** Start **

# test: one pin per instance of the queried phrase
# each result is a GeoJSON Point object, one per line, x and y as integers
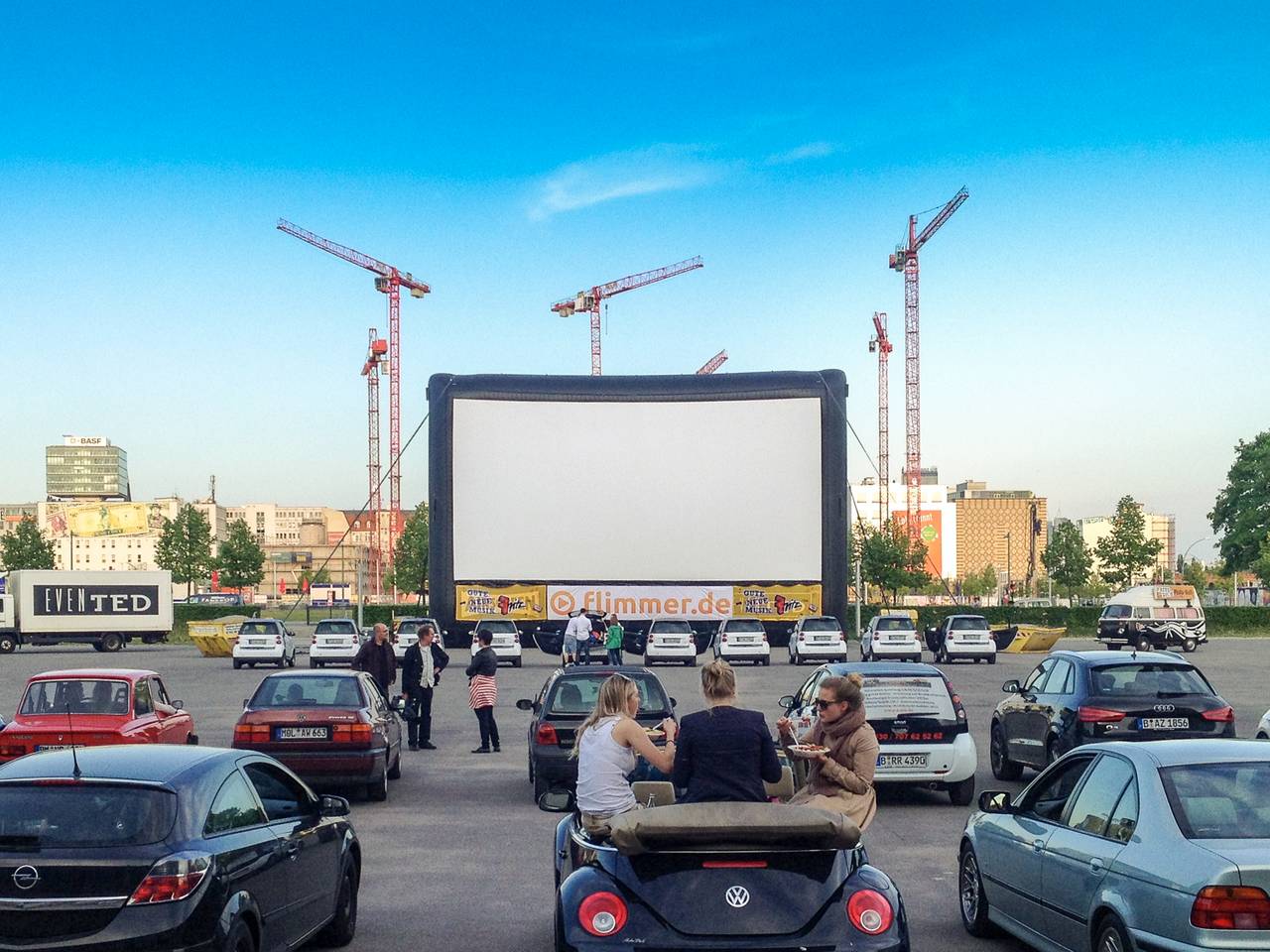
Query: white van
{"type": "Point", "coordinates": [1153, 617]}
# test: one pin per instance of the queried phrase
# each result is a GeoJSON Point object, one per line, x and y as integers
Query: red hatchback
{"type": "Point", "coordinates": [334, 729]}
{"type": "Point", "coordinates": [94, 707]}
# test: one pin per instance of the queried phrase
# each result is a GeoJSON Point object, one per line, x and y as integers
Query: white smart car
{"type": "Point", "coordinates": [670, 640]}
{"type": "Point", "coordinates": [506, 639]}
{"type": "Point", "coordinates": [335, 642]}
{"type": "Point", "coordinates": [264, 642]}
{"type": "Point", "coordinates": [818, 639]}
{"type": "Point", "coordinates": [742, 640]}
{"type": "Point", "coordinates": [890, 638]}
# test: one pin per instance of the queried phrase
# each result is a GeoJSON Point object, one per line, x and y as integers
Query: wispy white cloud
{"type": "Point", "coordinates": [810, 150]}
{"type": "Point", "coordinates": [645, 172]}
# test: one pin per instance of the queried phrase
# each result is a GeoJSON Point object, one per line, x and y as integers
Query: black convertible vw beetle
{"type": "Point", "coordinates": [721, 876]}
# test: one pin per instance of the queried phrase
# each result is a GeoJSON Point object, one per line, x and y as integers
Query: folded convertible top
{"type": "Point", "coordinates": [720, 828]}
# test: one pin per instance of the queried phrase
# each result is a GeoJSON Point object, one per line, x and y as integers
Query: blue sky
{"type": "Point", "coordinates": [1093, 320]}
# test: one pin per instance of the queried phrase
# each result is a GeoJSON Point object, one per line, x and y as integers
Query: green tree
{"type": "Point", "coordinates": [1241, 515]}
{"type": "Point", "coordinates": [186, 547]}
{"type": "Point", "coordinates": [1067, 558]}
{"type": "Point", "coordinates": [1125, 551]}
{"type": "Point", "coordinates": [240, 558]}
{"type": "Point", "coordinates": [26, 547]}
{"type": "Point", "coordinates": [411, 556]}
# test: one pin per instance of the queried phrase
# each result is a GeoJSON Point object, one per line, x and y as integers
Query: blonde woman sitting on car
{"type": "Point", "coordinates": [606, 748]}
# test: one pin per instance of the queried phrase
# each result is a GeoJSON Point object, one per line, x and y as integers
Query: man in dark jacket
{"type": "Point", "coordinates": [376, 658]}
{"type": "Point", "coordinates": [421, 671]}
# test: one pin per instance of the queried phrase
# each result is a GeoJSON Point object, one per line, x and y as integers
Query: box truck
{"type": "Point", "coordinates": [100, 608]}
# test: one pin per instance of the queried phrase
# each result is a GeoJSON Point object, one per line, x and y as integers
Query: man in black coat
{"type": "Point", "coordinates": [421, 671]}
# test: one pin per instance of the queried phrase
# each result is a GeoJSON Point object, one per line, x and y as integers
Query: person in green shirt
{"type": "Point", "coordinates": [613, 640]}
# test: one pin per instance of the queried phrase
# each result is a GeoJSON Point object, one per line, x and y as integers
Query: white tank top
{"type": "Point", "coordinates": [602, 770]}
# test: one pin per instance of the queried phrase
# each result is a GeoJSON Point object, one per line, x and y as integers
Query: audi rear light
{"type": "Point", "coordinates": [172, 880]}
{"type": "Point", "coordinates": [870, 911]}
{"type": "Point", "coordinates": [602, 914]}
{"type": "Point", "coordinates": [1230, 907]}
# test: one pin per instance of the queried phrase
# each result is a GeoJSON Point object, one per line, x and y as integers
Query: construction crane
{"type": "Point", "coordinates": [376, 356]}
{"type": "Point", "coordinates": [388, 281]}
{"type": "Point", "coordinates": [588, 301]}
{"type": "Point", "coordinates": [714, 363]}
{"type": "Point", "coordinates": [881, 345]}
{"type": "Point", "coordinates": [905, 259]}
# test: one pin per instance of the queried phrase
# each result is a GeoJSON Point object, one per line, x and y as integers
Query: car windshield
{"type": "Point", "coordinates": [75, 696]}
{"type": "Point", "coordinates": [308, 690]}
{"type": "Point", "coordinates": [821, 625]}
{"type": "Point", "coordinates": [1147, 678]}
{"type": "Point", "coordinates": [576, 694]}
{"type": "Point", "coordinates": [39, 815]}
{"type": "Point", "coordinates": [1219, 801]}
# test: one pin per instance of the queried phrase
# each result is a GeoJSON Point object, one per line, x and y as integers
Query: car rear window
{"type": "Point", "coordinates": [1219, 801]}
{"type": "Point", "coordinates": [1147, 678]}
{"type": "Point", "coordinates": [75, 815]}
{"type": "Point", "coordinates": [305, 690]}
{"type": "Point", "coordinates": [578, 694]}
{"type": "Point", "coordinates": [75, 696]}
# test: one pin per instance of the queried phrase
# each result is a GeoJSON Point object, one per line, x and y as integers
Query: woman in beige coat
{"type": "Point", "coordinates": [839, 780]}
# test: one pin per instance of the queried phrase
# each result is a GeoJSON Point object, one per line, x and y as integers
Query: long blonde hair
{"type": "Point", "coordinates": [612, 699]}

** End **

▸ What needs to be done
Output each line of the items above that contains the word "coat", with case-sensitive matching.

▸ Solution to this task
Query: man in black coat
Query: woman in beige coat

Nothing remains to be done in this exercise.